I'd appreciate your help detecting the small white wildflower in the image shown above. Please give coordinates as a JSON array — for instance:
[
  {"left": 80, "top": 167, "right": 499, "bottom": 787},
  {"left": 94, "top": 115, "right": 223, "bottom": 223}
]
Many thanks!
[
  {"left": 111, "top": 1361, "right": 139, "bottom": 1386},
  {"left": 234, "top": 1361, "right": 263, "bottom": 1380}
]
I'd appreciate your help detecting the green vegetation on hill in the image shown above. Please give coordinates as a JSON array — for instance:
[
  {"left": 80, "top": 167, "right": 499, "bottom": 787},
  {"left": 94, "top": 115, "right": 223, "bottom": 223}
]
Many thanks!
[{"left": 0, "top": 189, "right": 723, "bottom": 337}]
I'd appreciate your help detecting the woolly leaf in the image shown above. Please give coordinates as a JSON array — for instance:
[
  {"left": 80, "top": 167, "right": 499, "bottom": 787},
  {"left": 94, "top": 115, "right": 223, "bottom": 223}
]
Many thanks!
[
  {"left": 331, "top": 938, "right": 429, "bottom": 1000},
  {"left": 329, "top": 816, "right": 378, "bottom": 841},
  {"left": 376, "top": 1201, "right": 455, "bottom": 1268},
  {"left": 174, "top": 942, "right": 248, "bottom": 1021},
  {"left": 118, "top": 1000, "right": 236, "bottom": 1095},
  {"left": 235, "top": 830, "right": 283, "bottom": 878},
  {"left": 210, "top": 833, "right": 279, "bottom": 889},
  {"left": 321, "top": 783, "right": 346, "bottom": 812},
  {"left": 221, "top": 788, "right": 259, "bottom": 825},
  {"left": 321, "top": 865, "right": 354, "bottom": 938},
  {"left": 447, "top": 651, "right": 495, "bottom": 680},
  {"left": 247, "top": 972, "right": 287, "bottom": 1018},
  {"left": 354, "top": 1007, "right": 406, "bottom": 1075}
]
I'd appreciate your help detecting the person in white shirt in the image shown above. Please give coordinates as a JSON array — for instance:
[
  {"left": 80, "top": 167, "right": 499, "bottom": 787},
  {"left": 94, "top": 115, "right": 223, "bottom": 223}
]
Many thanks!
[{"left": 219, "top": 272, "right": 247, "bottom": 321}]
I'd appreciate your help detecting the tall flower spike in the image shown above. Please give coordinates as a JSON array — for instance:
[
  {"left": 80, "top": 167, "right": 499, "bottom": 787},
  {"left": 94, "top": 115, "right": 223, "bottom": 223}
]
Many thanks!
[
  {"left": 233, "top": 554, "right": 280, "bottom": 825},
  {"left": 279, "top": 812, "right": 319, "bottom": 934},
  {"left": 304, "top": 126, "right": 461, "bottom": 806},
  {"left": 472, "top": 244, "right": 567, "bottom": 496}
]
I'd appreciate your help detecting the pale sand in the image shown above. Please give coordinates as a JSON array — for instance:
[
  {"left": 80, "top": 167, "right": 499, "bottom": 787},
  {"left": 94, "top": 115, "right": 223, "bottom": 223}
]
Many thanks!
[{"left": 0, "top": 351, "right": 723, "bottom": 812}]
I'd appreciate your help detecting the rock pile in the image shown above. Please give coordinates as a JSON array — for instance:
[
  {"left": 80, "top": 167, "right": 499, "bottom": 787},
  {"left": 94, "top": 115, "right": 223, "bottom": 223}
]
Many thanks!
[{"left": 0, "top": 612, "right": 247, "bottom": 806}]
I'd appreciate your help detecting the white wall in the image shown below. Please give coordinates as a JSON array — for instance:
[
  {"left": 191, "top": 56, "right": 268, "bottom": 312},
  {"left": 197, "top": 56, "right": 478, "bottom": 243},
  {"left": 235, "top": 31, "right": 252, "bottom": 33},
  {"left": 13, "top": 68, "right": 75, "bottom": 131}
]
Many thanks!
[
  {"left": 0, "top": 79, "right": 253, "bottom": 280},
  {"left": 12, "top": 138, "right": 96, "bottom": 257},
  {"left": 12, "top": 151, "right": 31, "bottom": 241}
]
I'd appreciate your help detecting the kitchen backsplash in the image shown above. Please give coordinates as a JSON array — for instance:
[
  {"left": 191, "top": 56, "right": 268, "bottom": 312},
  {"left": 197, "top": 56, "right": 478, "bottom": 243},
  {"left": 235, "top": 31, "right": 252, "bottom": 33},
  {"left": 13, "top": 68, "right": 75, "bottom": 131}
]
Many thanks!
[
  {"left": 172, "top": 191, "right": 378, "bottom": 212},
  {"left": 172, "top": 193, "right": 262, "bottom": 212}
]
--
THE REQUEST >> Reproduce the records above, swapping "JSON array" for "JSON list" wherever it occurs and leaving everything else as it is.

EXPECTED OUTPUT >>
I'd appreciate your help detecting the small white wildflower in the image shown above. Please give coordinates as a JSON list — for instance:
[
  {"left": 80, "top": 167, "right": 499, "bottom": 787},
  {"left": 94, "top": 115, "right": 223, "bottom": 223}
]
Many thanks!
[
  {"left": 111, "top": 1361, "right": 139, "bottom": 1386},
  {"left": 234, "top": 1361, "right": 263, "bottom": 1380}
]
I'd appreciate your help detecting the green vegetation on hill in the image shown above. Please give coordinates as a JSON list — for instance:
[
  {"left": 80, "top": 167, "right": 499, "bottom": 787},
  {"left": 94, "top": 115, "right": 223, "bottom": 223}
]
Many thanks!
[{"left": 0, "top": 189, "right": 723, "bottom": 337}]
I'd appreciate your help detecting the woolly leaf in the image shown above. Please give coordinates as a JSON list — for instance:
[
  {"left": 80, "top": 167, "right": 499, "bottom": 787},
  {"left": 94, "top": 115, "right": 223, "bottom": 223}
]
Many thanks!
[
  {"left": 331, "top": 938, "right": 429, "bottom": 1000},
  {"left": 329, "top": 816, "right": 378, "bottom": 841},
  {"left": 376, "top": 1201, "right": 455, "bottom": 1268},
  {"left": 174, "top": 942, "right": 248, "bottom": 1021},
  {"left": 118, "top": 1000, "right": 236, "bottom": 1095},
  {"left": 235, "top": 830, "right": 283, "bottom": 878},
  {"left": 210, "top": 833, "right": 279, "bottom": 889},
  {"left": 321, "top": 783, "right": 346, "bottom": 812},
  {"left": 221, "top": 788, "right": 259, "bottom": 825},
  {"left": 321, "top": 865, "right": 354, "bottom": 938},
  {"left": 447, "top": 651, "right": 495, "bottom": 680},
  {"left": 247, "top": 972, "right": 287, "bottom": 1018},
  {"left": 354, "top": 1007, "right": 406, "bottom": 1075}
]
I'd appreciate your help detecting the person in white shirt in the image shown above. Please give coordinates as a JSON list — for instance:
[
  {"left": 80, "top": 167, "right": 499, "bottom": 787},
  {"left": 94, "top": 115, "right": 223, "bottom": 223}
]
Many thanks!
[{"left": 219, "top": 272, "right": 247, "bottom": 321}]
I'd appreciate your help detecting the tall flower spike in the image shown above. Please give coordinates as a JSON list — for instance:
[
  {"left": 80, "top": 167, "right": 499, "bottom": 787},
  {"left": 94, "top": 115, "right": 223, "bottom": 223}
]
Many thanks!
[
  {"left": 233, "top": 554, "right": 280, "bottom": 825},
  {"left": 279, "top": 812, "right": 319, "bottom": 934},
  {"left": 304, "top": 126, "right": 461, "bottom": 806},
  {"left": 472, "top": 244, "right": 567, "bottom": 496}
]
I'd appreciate your help detecting the pale sand in the image shown above. Please give coordinates as a JSON list — for instance:
[
  {"left": 80, "top": 167, "right": 499, "bottom": 787},
  {"left": 94, "top": 115, "right": 223, "bottom": 223}
]
Many thanks!
[{"left": 0, "top": 351, "right": 723, "bottom": 812}]
I'd appreciate your help detecting the rock pile in the image shown above. Please give coordinates as a JSON list — for instance:
[
  {"left": 80, "top": 167, "right": 499, "bottom": 787},
  {"left": 94, "top": 115, "right": 223, "bottom": 223}
]
Many thanks!
[{"left": 0, "top": 612, "right": 247, "bottom": 806}]
I'd appreciate your help detecting the white wall in the image shown below. Please give coordinates as a JSON list — for instance:
[
  {"left": 191, "top": 56, "right": 268, "bottom": 312},
  {"left": 197, "top": 56, "right": 478, "bottom": 243},
  {"left": 235, "top": 31, "right": 252, "bottom": 33},
  {"left": 13, "top": 68, "right": 75, "bottom": 131}
]
Many thanks!
[
  {"left": 0, "top": 79, "right": 253, "bottom": 280},
  {"left": 12, "top": 138, "right": 96, "bottom": 257},
  {"left": 12, "top": 151, "right": 31, "bottom": 241}
]
I'd appreciate your help detecting the kitchen backsplash in the image shown above. Please give coordinates as a JSON list — for instance:
[
  {"left": 191, "top": 56, "right": 268, "bottom": 312},
  {"left": 197, "top": 56, "right": 478, "bottom": 243},
  {"left": 235, "top": 31, "right": 252, "bottom": 33},
  {"left": 13, "top": 68, "right": 75, "bottom": 131}
]
Many thanks!
[
  {"left": 172, "top": 191, "right": 378, "bottom": 212},
  {"left": 172, "top": 193, "right": 262, "bottom": 212}
]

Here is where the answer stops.